■ What is asked ■
Transcribe the data in full and exactly, omitting any pictures.
========================
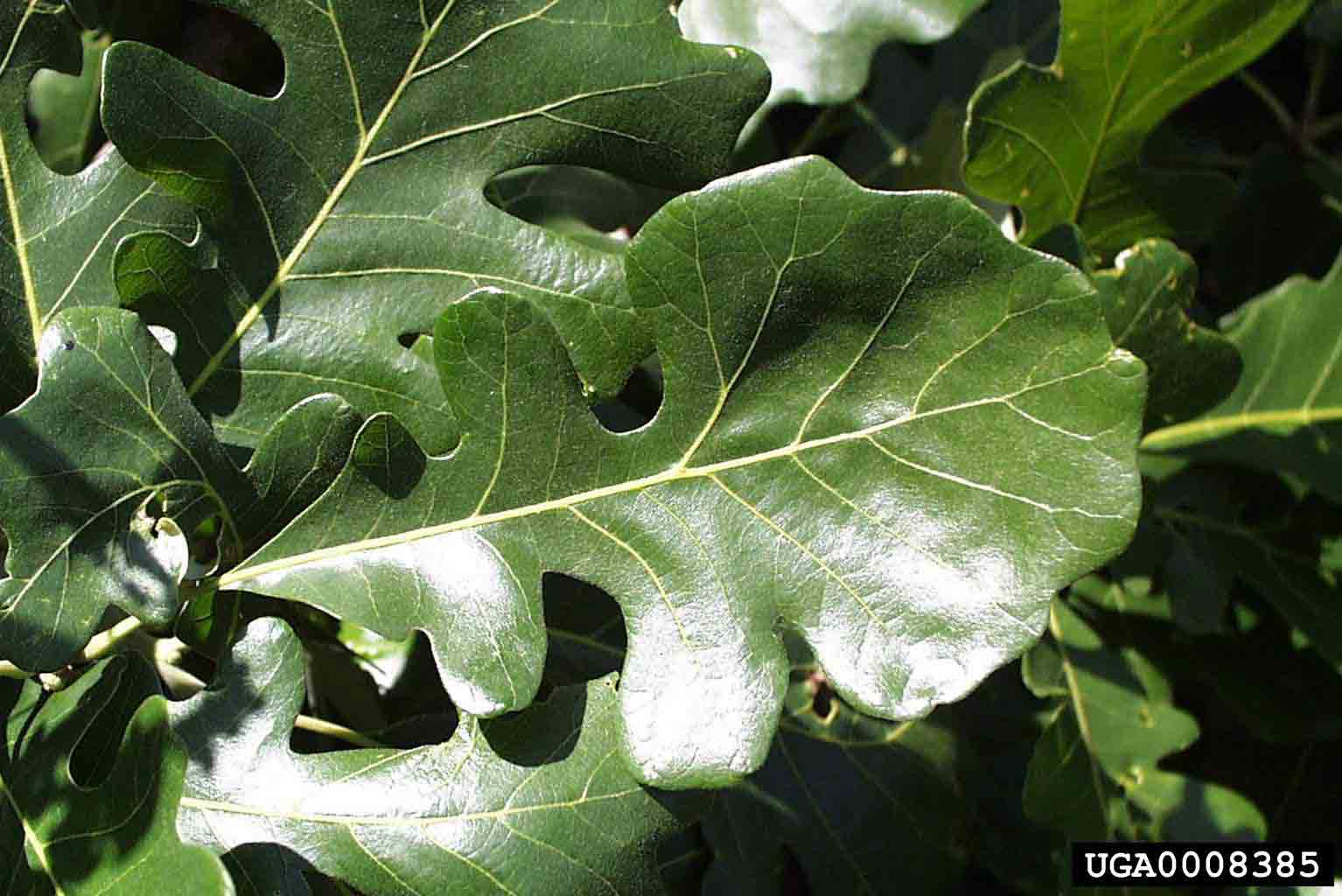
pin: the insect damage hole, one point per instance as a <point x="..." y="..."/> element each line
<point x="638" y="402"/>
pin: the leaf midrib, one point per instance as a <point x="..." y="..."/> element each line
<point x="1073" y="695"/>
<point x="20" y="244"/>
<point x="396" y="821"/>
<point x="674" y="473"/>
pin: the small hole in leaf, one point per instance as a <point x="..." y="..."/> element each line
<point x="585" y="628"/>
<point x="231" y="48"/>
<point x="595" y="208"/>
<point x="638" y="402"/>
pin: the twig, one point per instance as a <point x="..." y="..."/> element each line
<point x="101" y="646"/>
<point x="1274" y="105"/>
<point x="339" y="732"/>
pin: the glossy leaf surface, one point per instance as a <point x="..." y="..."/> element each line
<point x="349" y="209"/>
<point x="528" y="805"/>
<point x="884" y="424"/>
<point x="819" y="52"/>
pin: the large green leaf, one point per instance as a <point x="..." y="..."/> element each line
<point x="1146" y="299"/>
<point x="110" y="830"/>
<point x="884" y="425"/>
<point x="528" y="805"/>
<point x="859" y="801"/>
<point x="1284" y="412"/>
<point x="105" y="473"/>
<point x="1065" y="143"/>
<point x="351" y="209"/>
<point x="821" y="52"/>
<point x="58" y="232"/>
<point x="65" y="110"/>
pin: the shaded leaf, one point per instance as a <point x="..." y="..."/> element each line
<point x="1095" y="773"/>
<point x="117" y="837"/>
<point x="59" y="232"/>
<point x="65" y="110"/>
<point x="884" y="424"/>
<point x="103" y="475"/>
<point x="1146" y="299"/>
<point x="821" y="52"/>
<point x="1294" y="584"/>
<point x="1065" y="143"/>
<point x="1284" y="410"/>
<point x="914" y="136"/>
<point x="525" y="805"/>
<point x="351" y="208"/>
<point x="1281" y="226"/>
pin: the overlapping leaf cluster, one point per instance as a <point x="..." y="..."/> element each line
<point x="444" y="382"/>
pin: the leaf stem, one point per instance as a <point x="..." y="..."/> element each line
<point x="339" y="732"/>
<point x="1279" y="112"/>
<point x="1325" y="126"/>
<point x="1318" y="77"/>
<point x="817" y="131"/>
<point x="101" y="646"/>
========================
■ Exercise output ■
pin: the insect damage hole, one point per instance as a <point x="..." y="..."/> element each line
<point x="638" y="402"/>
pin: the leaf midrib, one point per instance as a <point x="..." y="..."/> element each line
<point x="1073" y="695"/>
<point x="20" y="244"/>
<point x="396" y="821"/>
<point x="674" y="473"/>
pin: the small hole in leaf, one point per instance as a <point x="..." y="..."/> element each line
<point x="585" y="628"/>
<point x="231" y="48"/>
<point x="595" y="208"/>
<point x="638" y="402"/>
pin: the twig, one point per instance as a <point x="..." y="..."/> element each line
<point x="101" y="646"/>
<point x="1274" y="105"/>
<point x="339" y="732"/>
pin: the glossy leaf surface, one point per instance as a <point x="..." y="..."/> element each line
<point x="349" y="209"/>
<point x="528" y="805"/>
<point x="884" y="424"/>
<point x="819" y="52"/>
pin: the large green leaf, one point per instance as a <point x="..." y="..."/> element each line
<point x="1146" y="299"/>
<point x="110" y="830"/>
<point x="884" y="425"/>
<point x="528" y="805"/>
<point x="859" y="801"/>
<point x="1284" y="412"/>
<point x="105" y="473"/>
<point x="1065" y="143"/>
<point x="351" y="209"/>
<point x="821" y="52"/>
<point x="58" y="232"/>
<point x="65" y="110"/>
pin: the shaded leaf, one point per instance as a <point x="..." y="..."/> element each line
<point x="1095" y="773"/>
<point x="117" y="837"/>
<point x="59" y="232"/>
<point x="65" y="110"/>
<point x="884" y="424"/>
<point x="103" y="475"/>
<point x="1146" y="299"/>
<point x="821" y="52"/>
<point x="1294" y="584"/>
<point x="1065" y="143"/>
<point x="1284" y="410"/>
<point x="914" y="136"/>
<point x="525" y="805"/>
<point x="351" y="208"/>
<point x="1281" y="226"/>
pin: the overlapping leaf cluster, one point per instance as a <point x="..." y="..."/> element each line
<point x="444" y="382"/>
pin: the leaf stem, one point per instance as a <point x="..." y="..."/> element each line
<point x="339" y="732"/>
<point x="1279" y="112"/>
<point x="1325" y="126"/>
<point x="1318" y="77"/>
<point x="817" y="131"/>
<point x="101" y="646"/>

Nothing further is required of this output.